Precision farming could add dollars to grower's bottom line

Sep 16, 2005 9:45 AM, By Ron Smith

The first year includes using Global Positioning System technology to build a database, including yield information.

An extra $100 per acre for a cotton crop would be nothing to sneeze at. And with the cotton market stuck in the doldrums, most farmers will look at anything that offers a better chance to make a profit.

With precision farming, “The question we have to answer is, what’s it worth to a farmer?” says Tim Sharp, program chairman for a new precision farming initiative in Oklahoma. “We have to show value to farmers.”

Sharp, who is counting on doing that as he takes what he learned from years in Tennessee and applies it to Southwest growing conditions. He has been on the job in Oklahoma since February and has recruited farmer cooperators to enroll fairly large chunks of cotton acreage in his research program.

He makes a compelling case, based on data from Tennessee research begun in 1997, which indicate growers using precision farming strategies reduced production costs by 30 percent and increased yields by 15 percent. That’s over multiple years with variable rate technology.

“The key is to change the thought process,” Sharp said recently during a seminar at the Oklahoma State University Research and Extension Center in Altus.

That changed thinking includes looking at individual fields in new ways and identifying weak spots, strong spots, and spots that fall somewhere in between. When farmers identify those spots — management zones — they alter the way they apply production materials such as fertilizer, insecticides, and growth regulators.

The goal, Sharp says, is reduced costs and better yields.

He’s not certain he’ll get the same results in the Southwest, considering the more arid growing conditions, but he’s convinced Oklahoma cotton farmers can improve profit potential with variable rate agriculture.

“We may not match the figures we got in the Mid-South states, but we ought to improve enough to make it really interesting to growers.”

Irrigated cotton, he believes, will be similar to that in the Delta.

Sharp says his efforts will reflect “real world conditions — we’re not doing plot work. We have to work with farm systems and acreage that’s way beyond the typical size of research work. We need at least 1,000 acres of cotton to represent the real world, and enough fields to have replicated tests and to be representative of the area. We like 100-acre fields as opposed to small plots.”

This approach represents a different way to do research, “But when we extrapolate the numbers, we’re already at the farm scale.”

● WHAT IS EXPECTED:
Reproduce the part of the precision farming article that opens with the words containing "The goal, Sharp" and closes with "variable rate agriculture.", substituting "Texas" for "Oklahoma". The data that follows isn't needed for this work.

● INFORMATION:

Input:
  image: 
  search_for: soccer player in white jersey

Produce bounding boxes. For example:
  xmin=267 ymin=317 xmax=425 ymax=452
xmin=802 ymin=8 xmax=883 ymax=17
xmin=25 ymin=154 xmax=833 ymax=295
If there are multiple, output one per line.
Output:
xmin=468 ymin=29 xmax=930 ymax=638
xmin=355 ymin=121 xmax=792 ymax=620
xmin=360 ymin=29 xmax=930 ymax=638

● TASK RESPONSE:
The goal, Sharp says, is reduced costs and better yields.

He’s not certain he’ll get the same results in the Southwest, considering the more arid growing conditions, but he’s convinced Texas cotton farmers can improve profit potential with variable rate agriculture.